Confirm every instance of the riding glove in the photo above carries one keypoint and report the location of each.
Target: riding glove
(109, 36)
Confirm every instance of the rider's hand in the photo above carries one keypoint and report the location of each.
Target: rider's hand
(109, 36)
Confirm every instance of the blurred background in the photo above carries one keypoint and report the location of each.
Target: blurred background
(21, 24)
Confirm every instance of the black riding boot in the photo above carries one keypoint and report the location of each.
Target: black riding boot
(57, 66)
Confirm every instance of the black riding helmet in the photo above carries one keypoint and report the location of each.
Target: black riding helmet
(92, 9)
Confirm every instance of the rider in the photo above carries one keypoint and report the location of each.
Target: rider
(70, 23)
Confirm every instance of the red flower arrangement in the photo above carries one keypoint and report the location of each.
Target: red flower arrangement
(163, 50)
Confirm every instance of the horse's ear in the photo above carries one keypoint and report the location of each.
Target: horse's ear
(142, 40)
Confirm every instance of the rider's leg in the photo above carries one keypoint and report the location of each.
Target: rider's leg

Problem requirements: Return each line of the records above exactly as it reads.

Answer box:
Confirm every instance of the riding glove in the photo above carries one keypoint and report the location of each.
Target: riding glove
(109, 36)
Confirm every instance of the rider's hand in the photo above carries one keypoint and report the location of each.
Target: rider's hand
(109, 36)
Confirm every instance of the blurred background in the photo above carries one keypoint and report the location of each.
Target: blurred background
(21, 24)
Confirm every instance of the black riding boot in the photo above carries one keypoint and report the location of each.
Target: black riding boot
(57, 66)
Confirm every instance of the black riding helmet in the photo above carries one keypoint and report the location of each.
Target: black riding helmet
(92, 9)
Confirm every instance of the rider in the photo above carries one keypoint and report the location of each.
Target: rider
(70, 23)
Confirm every instance of the red flower arrangement in the photo above carries one keypoint and report the location of each.
Target: red flower arrangement
(163, 50)
Confirm every instance of the horse's ear in the photo above carries one keypoint and report the location of each.
Target: horse's ear
(142, 40)
Confirm every instance of the rider's leg in the photo above carries one keypoint and report the location of each.
Target: rider's leg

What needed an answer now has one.